##### RECORDS #####
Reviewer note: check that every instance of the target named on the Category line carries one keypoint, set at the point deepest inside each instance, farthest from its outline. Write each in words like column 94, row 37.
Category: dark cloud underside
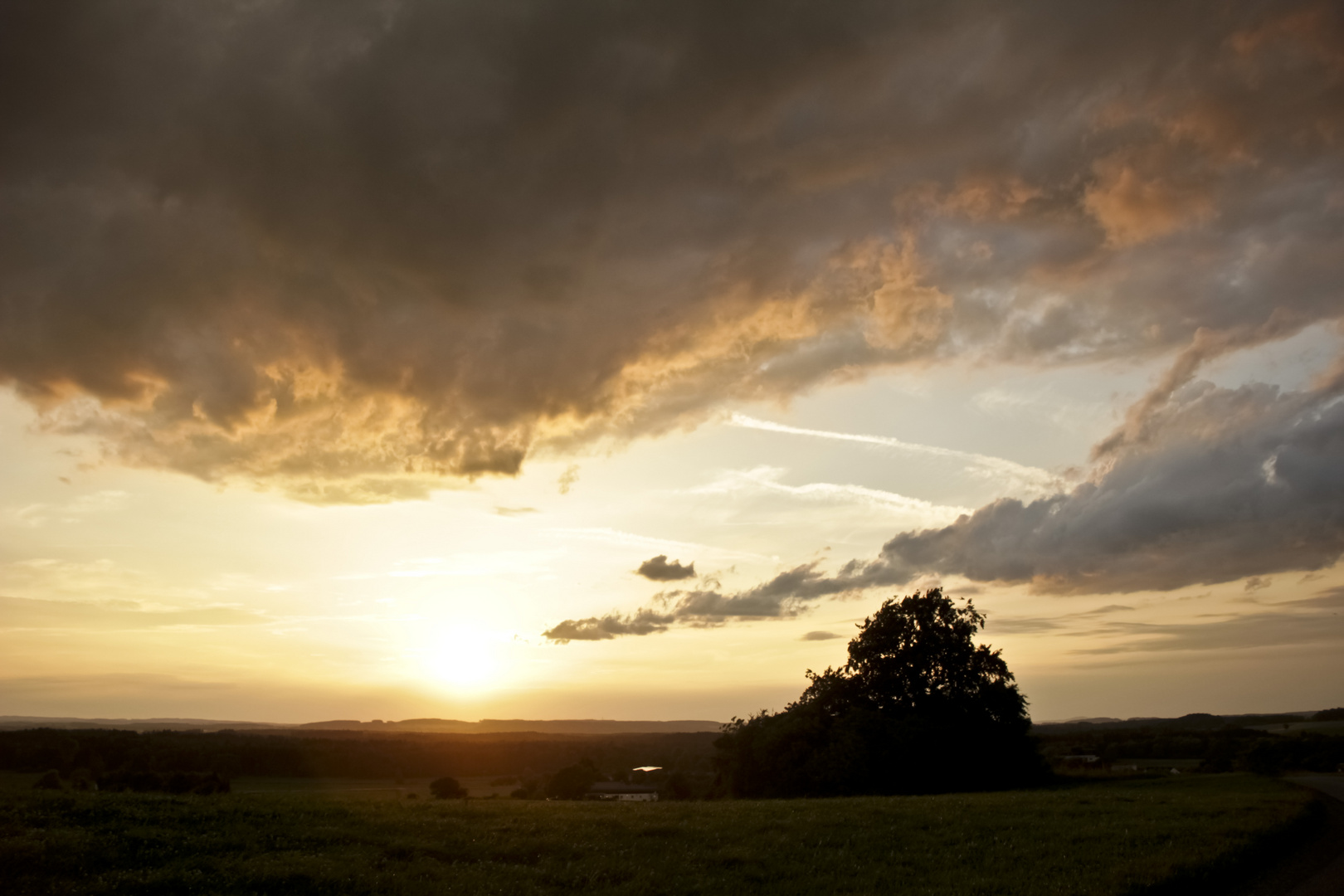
column 351, row 247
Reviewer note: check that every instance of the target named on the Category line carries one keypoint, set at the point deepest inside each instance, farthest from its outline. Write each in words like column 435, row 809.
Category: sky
column 594, row 359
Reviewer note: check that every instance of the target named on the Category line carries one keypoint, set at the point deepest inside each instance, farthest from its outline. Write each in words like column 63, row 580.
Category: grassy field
column 1094, row 839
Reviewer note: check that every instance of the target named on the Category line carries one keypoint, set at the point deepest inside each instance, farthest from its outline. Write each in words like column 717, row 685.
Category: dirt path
column 1317, row 869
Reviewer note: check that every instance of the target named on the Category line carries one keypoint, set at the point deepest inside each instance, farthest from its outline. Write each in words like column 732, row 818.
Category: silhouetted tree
column 446, row 789
column 572, row 781
column 918, row 709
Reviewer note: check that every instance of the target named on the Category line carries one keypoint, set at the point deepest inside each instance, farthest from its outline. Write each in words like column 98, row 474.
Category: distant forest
column 1218, row 743
column 336, row 754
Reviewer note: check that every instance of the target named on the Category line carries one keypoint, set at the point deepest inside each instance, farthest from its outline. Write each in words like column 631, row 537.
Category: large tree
column 919, row 707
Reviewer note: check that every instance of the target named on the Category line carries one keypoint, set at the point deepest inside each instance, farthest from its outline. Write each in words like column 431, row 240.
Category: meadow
column 1181, row 835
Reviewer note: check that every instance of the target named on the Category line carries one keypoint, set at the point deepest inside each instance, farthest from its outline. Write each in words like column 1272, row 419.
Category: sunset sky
#####
ASSIGNED TASK:
Please return every record above exactly, but leave out the pictures.

EXERCISE SOLUTION:
Reviewer note: check that every instance of the target named on the Category line carries one keypoint, set at the point deepest inside each instance, farthest from its outline. Write each in words like column 94, row 37.
Category: dark cloud underside
column 351, row 247
Reviewer note: check that every instance of the target named on the Category line carries one keypoint, set at the point deepest inside each instance, farthest from its outline. Write each in words like column 435, row 809.
Category: sky
column 594, row 359
Reviewer note: check that every instance of the target named on the Category line carries one keypoint, set at the point deepest inside each instance, farthest from its outline. Write each in words like column 63, row 580.
Category: grassy field
column 1094, row 839
Reviewer note: check that every instance of the target named on the Category line carries one keypoint, set at the point deepest inside each instance, farthest from its outline. Write each in words like column 717, row 685.
Category: dirt path
column 1317, row 869
Reviewer note: check that every instance of the target named on the Category line carries one keypoint, set at the point deepest inside each instance, farthest from its outline. Write each in words like column 732, row 818.
Category: silhouetted tree
column 446, row 789
column 572, row 781
column 918, row 709
Reviewer note: check that every instance of the target named on the Category line carries one keypoint, set at the point deepest inside each instance, farthest from its outline. Write each in words like column 98, row 474.
Category: distant forest
column 1218, row 743
column 336, row 754
Reviewer note: check that every instance of the target named on the Category line carries one keypoint, set at the point deepest inside each instance, farthest from its outline. Write each in words like column 631, row 537.
Category: large tree
column 919, row 707
Reviewer note: check that every instance of the target named on the Category line carries one keypoint, set at the point deepest inside each instance, farthest from its outline. Write each in words like column 431, row 240.
Category: meadow
column 1181, row 835
Reviewer note: check that every instance of the target named on the Category line carries one keypoint, set at the point deepest inside each instance, farthest from its outline. Write each in words like column 1272, row 419.
Category: sunset sky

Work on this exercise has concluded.